Exercise directions: Would you reproduce the entries exactly, including every line?

Materials provided:

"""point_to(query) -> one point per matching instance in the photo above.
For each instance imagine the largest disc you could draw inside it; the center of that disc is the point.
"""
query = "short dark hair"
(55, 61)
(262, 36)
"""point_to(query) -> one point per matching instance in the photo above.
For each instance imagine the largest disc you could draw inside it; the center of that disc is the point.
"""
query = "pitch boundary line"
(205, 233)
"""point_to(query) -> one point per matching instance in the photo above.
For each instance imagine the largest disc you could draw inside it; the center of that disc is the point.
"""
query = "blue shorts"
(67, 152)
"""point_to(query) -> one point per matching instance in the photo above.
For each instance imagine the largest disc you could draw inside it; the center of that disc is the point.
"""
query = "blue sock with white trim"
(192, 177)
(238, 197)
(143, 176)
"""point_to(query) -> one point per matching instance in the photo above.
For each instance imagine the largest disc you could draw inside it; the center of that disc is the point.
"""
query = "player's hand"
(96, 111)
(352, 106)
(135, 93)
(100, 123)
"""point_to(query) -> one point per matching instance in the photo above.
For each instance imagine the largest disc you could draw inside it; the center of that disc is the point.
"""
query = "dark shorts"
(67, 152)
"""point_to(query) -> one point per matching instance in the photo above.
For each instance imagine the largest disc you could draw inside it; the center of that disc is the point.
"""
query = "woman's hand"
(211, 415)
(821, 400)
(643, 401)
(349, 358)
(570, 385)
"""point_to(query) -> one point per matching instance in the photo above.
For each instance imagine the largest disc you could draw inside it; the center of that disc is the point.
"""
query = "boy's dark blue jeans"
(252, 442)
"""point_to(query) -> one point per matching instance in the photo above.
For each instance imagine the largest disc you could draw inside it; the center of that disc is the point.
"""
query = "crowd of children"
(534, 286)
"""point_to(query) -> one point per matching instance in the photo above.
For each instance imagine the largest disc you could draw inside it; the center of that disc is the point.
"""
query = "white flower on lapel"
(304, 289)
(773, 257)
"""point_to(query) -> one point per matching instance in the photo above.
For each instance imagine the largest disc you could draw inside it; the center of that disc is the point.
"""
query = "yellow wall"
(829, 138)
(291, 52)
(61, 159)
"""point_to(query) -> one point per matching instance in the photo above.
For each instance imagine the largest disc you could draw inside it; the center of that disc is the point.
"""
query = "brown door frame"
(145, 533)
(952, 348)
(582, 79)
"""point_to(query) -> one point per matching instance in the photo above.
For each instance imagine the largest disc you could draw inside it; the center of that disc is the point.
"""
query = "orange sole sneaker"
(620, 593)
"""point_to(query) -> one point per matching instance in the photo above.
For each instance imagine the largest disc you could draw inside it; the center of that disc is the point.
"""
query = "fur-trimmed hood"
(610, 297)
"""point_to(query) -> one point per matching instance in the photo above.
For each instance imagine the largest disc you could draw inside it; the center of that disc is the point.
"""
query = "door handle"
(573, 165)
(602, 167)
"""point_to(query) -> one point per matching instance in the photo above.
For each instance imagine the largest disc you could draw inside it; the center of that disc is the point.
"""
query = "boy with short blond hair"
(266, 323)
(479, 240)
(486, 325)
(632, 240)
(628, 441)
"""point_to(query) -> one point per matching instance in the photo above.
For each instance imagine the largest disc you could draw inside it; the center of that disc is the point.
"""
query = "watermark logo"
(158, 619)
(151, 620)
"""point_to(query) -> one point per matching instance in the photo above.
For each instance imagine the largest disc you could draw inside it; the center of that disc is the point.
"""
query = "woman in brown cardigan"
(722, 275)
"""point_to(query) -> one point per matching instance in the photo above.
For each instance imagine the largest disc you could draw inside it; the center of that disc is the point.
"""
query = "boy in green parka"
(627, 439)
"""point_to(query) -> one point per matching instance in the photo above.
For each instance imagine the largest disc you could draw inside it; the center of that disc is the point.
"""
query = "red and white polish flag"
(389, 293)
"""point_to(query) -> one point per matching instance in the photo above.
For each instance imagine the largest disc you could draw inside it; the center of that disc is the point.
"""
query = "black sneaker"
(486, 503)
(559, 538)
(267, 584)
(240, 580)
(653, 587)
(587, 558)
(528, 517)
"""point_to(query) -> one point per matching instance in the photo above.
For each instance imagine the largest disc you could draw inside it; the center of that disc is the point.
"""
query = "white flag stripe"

Reply:
"""point_to(query) -> one point per matching instance in the photo above.
For each instance imagine the largest disc you could draw inside it; the center of that disc is the point.
"""
query = "short dark hair"
(55, 61)
(262, 36)
"""point_to(query) -> one point per matching instance in the photo above.
For each instance imagine the largest disc you could draw inside it; the center of that disc is the point.
"""
query = "pitch boundary line"
(205, 233)
"""point_to(query) -> one point per matching instance in the photo above.
For each instance imagine the largest disc you could draw inside it; the center of that disc is the point.
"""
query = "blue shorts"
(67, 152)
"""point_to(query) -> one point per matching instance in the photo above.
For each instance imagine the largest disc you could draw inside it; the center of that disc is the point.
"""
query = "blue sock with white trim"
(192, 177)
(238, 197)
(143, 176)
"""point_to(query) -> one point per matching instance in the photo above.
For each instance imagine the largest disc you could draw inside it; the center of that disc is the point.
"""
query = "player's hand"
(96, 111)
(352, 106)
(135, 93)
(100, 123)
"""point_to(query) -> one point per matching instance in the photo above.
For each instance imagine the largest disc you could draw inside it; the center of that disc is the point.
"""
query = "dark shorts"
(67, 152)
"""point_to(query) -> one point per matching instance in the photo above.
For each instance imagine the largest disc you could draw inside it; the center of that disc is the point.
"""
query = "woman's hand"
(211, 415)
(821, 400)
(643, 401)
(349, 358)
(570, 385)
"""point_to(query) -> one point per matching instance in the photo above.
For each instance imagine the largest disc you could draw inside it; the center of that disc is the point.
"""
query = "boy's dark blue jeans"
(252, 442)
"""point_to(query) -> one point per matching instance in the photo above.
For each instance imagine the largest disc you could draw inside it; the center of that disc is the point.
"""
query = "crowd of children"
(534, 286)
"""point_to(query) -> one point per matching instance in the photo above.
For each instance imagine the largest disc you could draw inside it; the center of that disc is the point.
"""
query = "white flower on lapel"
(304, 289)
(773, 257)
"""point_to(query) -> one point per matching instance in the photo above.
For each instance imagine the largest disc you could draw inside it; the center of that disc is the point.
"""
query = "yellow wall"
(829, 138)
(291, 52)
(61, 159)
"""point_to(query) -> one point per matching instance in the photo above.
For each instance imagine the largest disc you could draw inside it; the center of that disc is the point.
"""
query = "brown door frame"
(145, 533)
(952, 348)
(582, 79)
"""point_to(query) -> one point per matching instance in the photo above.
For each instance imagine the largest disc you could draw inside it; the center of that disc is the point.
"""
query = "orange sole sneaker"
(620, 593)
"""point_to(query) -> one point per matching instance in the photo above.
For each instance imagine the largest disc you could draw inside it; the center of that disc is the point.
"""
query = "fur-trimmed hood"
(610, 297)
"""point_to(query) -> one point per matching instance in the photo above.
For each instance imagine the largest disc you could draw inside it; the center of that disc is the point.
"""
query = "door handle"
(573, 165)
(602, 167)
"""point_to(query) -> one point per matching instance in the photo above.
For each instance imagine the largest disc you could draw inside it; the center of that disc is the point.
"""
query = "boy with short blond hair"
(266, 323)
(479, 240)
(486, 325)
(632, 240)
(628, 441)
"""point_to(query) -> one point per matching instance in the photo above.
For each instance imagine the largest disc you could draw inside it; the center of that disc is the point.
"""
query = "watermark logo"
(158, 619)
(151, 620)
"""point_to(query) -> one point per matching instance in the photo above.
For each instance imagine the largest disc you could draw inside it; the center of that disc is the point.
"""
query = "woman in brown cardigan"
(722, 275)
"""point_to(query) -> one point per matching instance in the photo above.
For each instance imagine the largest disc you could draw inside it; the center of that disc is the point.
"""
query = "boy in green parka"
(627, 439)
"""point_to(query) -> one point per matching instance in the photo above.
For each instance imagine the largest disc you could draw inside it; the center of that disc is the point.
"""
query = "red and white polish flag"
(389, 293)
"""point_to(query) -> one point per matching instance in the photo above.
For each instance imagine the largest disc you could draw inside it; the center of that disc is the point.
"""
query = "black sneaker"
(486, 503)
(559, 538)
(267, 584)
(240, 580)
(653, 587)
(587, 558)
(528, 517)
"""point_to(query) -> one point per matching instance in the photo above.
For each instance imagine the largest disc you could draw inside it; the center of that disc is the point.
"""
query = "white flag stripe"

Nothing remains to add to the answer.